EXCERPTED TEXT
I was in the middle of writing about something completely different when I read a piece in the FT lamenting the UK’s mediocre management record. At the same time financial journalist Ian Fraser, a tireless critic of the UK banks, particularly RBS, and their auditors, sent me an incredulous tweet – ‘Sir Win Bischoff: “25 years on from the original Cadbury principles, the UK’s Corporate Governance Code has greatly enhanced the quality of corporate governance and is now rightly globally renowned.” Seriously??’
The two things taken together are such a magnificent illustration of what might be the UK’s most glaring and neglected long-term problem that they are impossible to ignore. Of course Gavin Kelly, who wrote the FT article, is right: with employment regulation as business-friendly as any in the world, busted unions and management as free to manage (and pay itself) as it could dream of, there is no longer anywhere to hide: in the aggregate UK management is just not very good. Conspicuously there has been no protest about the diagnosis on the FT’s letters page,
At the end of his piece, Kelly goes off on a riff about the harm bad bosses do to worker engagement and the quality of working life in general. Well, yes. But pace Kelly the question is not about making nice but giving workers a good job to do, which plays into the bigger issue: that management has a lot more than that to answer for. If jobs, growth, dependable infrastructure and services are lacking, it’s because of management shortcomings in the widest sense. In other words, as I bore myself repeating, management has macroeconomic consequences. And, via the macroeconomy, great and unpredictable political consequences, too.
The truth is that hapless UK management is a knotty systemic problem of which people making poor decisions in offices and boardrooms are just the symptomatic part. Apart from companies, business schools, the big consultancies, the education system, politicians, civil servants and the public sector are all implicated, not to mention the large gap where an informed business press ought to be, in a web of self-reinforcing ignorance and complacency which seems impervious to assault from outside.
You might have imagined that getting something as important as this right would be a national priority. But imagine again. Perhaps the most damaging aspect of this willful blindness – a problem within a problem – is that we have no idea how bad we are. As Kelly notes, managers, like motorists, ‘tend to think they are better than average’. Exhibit no 1 in this chamber of horrors: the aforementioned Sir Win Bischoff, chairman of the Financial Reporting Council, who in a speech of astounding complacency in January celebrating 25 years of the UK governance codes, showed no sign of appreciating how deeply they are implicated in what has gone wrong.

INFORMATION SHOWN
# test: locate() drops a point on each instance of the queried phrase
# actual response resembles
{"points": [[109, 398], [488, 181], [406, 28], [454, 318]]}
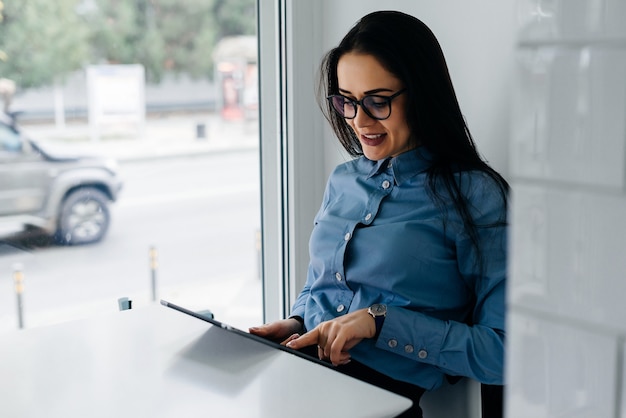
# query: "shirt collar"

EXERCISES
**A.** In the piece on UK management, what position does Sir Win Bischoff hold?
**B.** Write out the piece on UK management word for word, from "The truth is" up to and including "assault from outside.".
**C.** Carry the piece on UK management forward, starting right after its final sentence.

TASK ANSWERS
**A.** He is chairman of the Financial Reporting Council.

**B.**
The truth is that hapless UK management is a knotty systemic problem of which people making poor decisions in offices and boardrooms are just the symptomatic part. Apart from companies, business schools, the big consultancies, the education system, politicians, civil servants and the public sector are all implicated, not to mention the large gap where an informed business press ought to be, in a web of self-reinforcing ignorance and complacency which seems impervious to assault from outside.

**C.**
Thus the UK’s ‘globally renowned’ governance code signally failed to stave off Carillion’s collapse. Nor does it offer any protection to the likes of Unilever or GKN, two substantial corporate citizens obliged to make damaging concessions to bribe shareholders not to sell out to opportunist bids from break-up artists. There was not a word from Bischoff about the code’s failure to nurture a viable UK manufacturing sector, nor about long-playing conflicts of interest at the banks and their auditors. Most of all, not a hint of acknowledgement that the shareholder-first ideology that the code explicitly enshrined for the first time in 2006, just before the 40-year experiment proved its failure by almost blowing up the world financial system, is directly connected to the finding, which Bischoff did deign to note in passing, that ‘public confidence in business has been diminished’ and the ‘perception that business is not delivering for all’.
The fact is that the regime prescribed by the City code is no healthier for a corporation than a diet of fast food is for humans. It provides a short-term hit but in the long term leads to obesity, a weak heart, myopia and early demise. It locks in place the sterile, bureaucratic, command-and-control management that makes for the destructive workplaces that Kelly complains of; it also anchors the obsession with budgets and control that prevents managers seeing how their sky-high costs and dismal service are two sides of the same coin, and kills off customer-focused innovation at birth. No wonder people are unhappy. The same killjoy methods have been imported into the public sector via the New Public Management, with predictable results; and possibly most insidiously have encouraged politicians to outsource their most important capabilities to the market, so that – ironically, despite the Brexit vote – the last thing the UK has the ability to control is its own destiny.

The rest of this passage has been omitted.